**Written request:** Pull every line of text from the records below, unchanged and in the same order, and omit the pictures.

Region labeling records
— begin —

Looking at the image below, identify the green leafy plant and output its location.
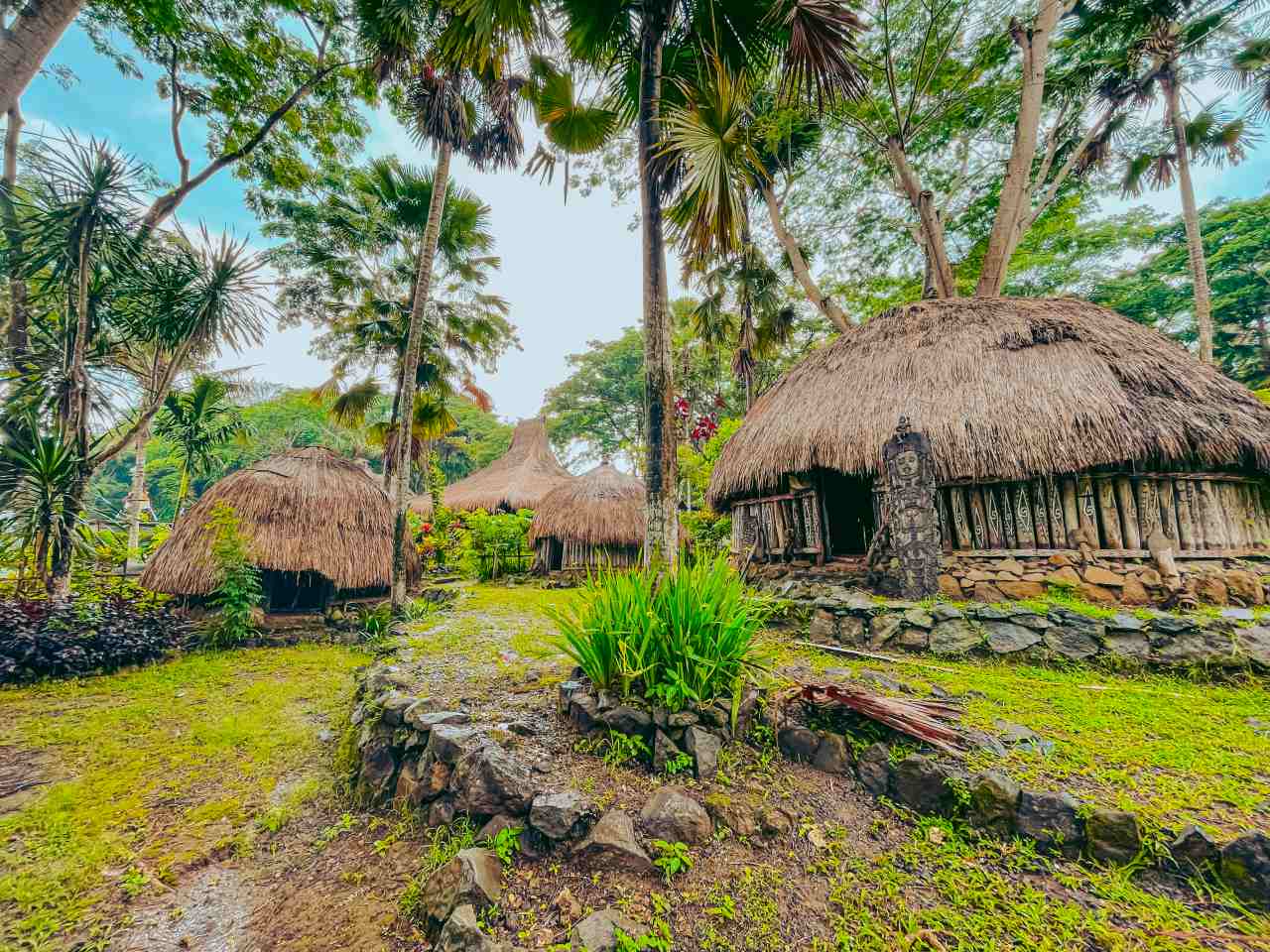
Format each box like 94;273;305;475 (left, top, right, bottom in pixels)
653;839;693;886
203;503;264;649
552;557;772;711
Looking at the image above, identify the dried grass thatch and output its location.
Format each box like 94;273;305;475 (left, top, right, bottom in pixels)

— end —

**In response:**
Looking at the image below, identify the green leafy plant and output its location.
Format each box like 94;273;305;475 (left, top, right, bottom in pixels)
653;839;693;886
203;503;264;649
552;557;772;711
Looking at the image above, identify the dried grass thatch and output its location.
Format each box like 94;273;305;475 (left, top, right, bottom in pixels)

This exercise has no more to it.